_Opdracht_
Noem het jaar waarin volgens het aangeleverde fragment over de hondenfokkerij het Fairfokprogramma is geïnitieerd.

Minister pakt fokkers aan

Het Fairfokprogramma is in 2014 met steun van de overheid geïnitieerd door de Raad van Beheer in samenwerking met belangrijke partners die betrokken zijn bij de hondenfokkerij. Het programma bevatte een reeks ambities om honden binnen redelijke termijn gezonder en socialer te maken. De eindrapportage van Fairfok is onlangs aangeboden aan minister Carola Schouten. 

Schouten: "Ik maak uit dit rapport op dat een aantal ambities is gerealiseerd, maar ook een deel niet. Fairfok heeft geleid tot een goede samenwerking tussen de betrokkenen. Binnen Fairfok zijn een tal van instrumenten ontwikkeld die bij kunnen dragen aan een gezonde en sociale hond. Zo zijn een aantal rasverenigingen al goed bezig, bijvoorbeeld door het kruisen van het ras met andere rassen om gezondere nakomelingen te krijgen. En werkt het Expertisecentrum Genetica Gezelschapsdieren van de faculteit Diergeneeskunde samen met rasverenigingen en fokkers aan diverse erfelijke ziektes."

Ze vervolgt: "In een aantal gevallen heeft dit al geleid tot een DNA-test, waarmee bij het juist inzetten in de fokkerij, een erfelijke ziekte gefaseerd uit kan worden gefokt. Ook heeft de Raad van Beheer rasspecifieke instructies opgesteld voor keurmeesters die ervoor moeten zorgen dat gezondheid en welzijn leidend zijn bij het keuren. En krijgen de keurmeesters hiervoor een verplichte nascholing."

_Gegevensfragmenten_
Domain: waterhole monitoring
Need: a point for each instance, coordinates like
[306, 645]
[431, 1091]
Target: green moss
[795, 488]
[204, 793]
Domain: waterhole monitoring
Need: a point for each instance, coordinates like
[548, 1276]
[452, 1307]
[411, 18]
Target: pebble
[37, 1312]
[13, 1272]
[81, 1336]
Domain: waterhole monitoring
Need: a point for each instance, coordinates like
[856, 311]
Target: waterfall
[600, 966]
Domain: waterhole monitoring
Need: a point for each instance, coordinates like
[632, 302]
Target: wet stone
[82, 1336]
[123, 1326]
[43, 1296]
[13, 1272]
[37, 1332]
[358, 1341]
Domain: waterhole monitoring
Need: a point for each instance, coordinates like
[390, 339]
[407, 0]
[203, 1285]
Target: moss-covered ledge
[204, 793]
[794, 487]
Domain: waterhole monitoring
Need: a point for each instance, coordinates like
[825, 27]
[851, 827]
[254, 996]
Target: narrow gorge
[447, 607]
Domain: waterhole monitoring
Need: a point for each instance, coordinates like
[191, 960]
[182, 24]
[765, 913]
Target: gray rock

_Uitgewerkte opdracht_
Het Fairfokprogramma is in 2014 geïnitieerd.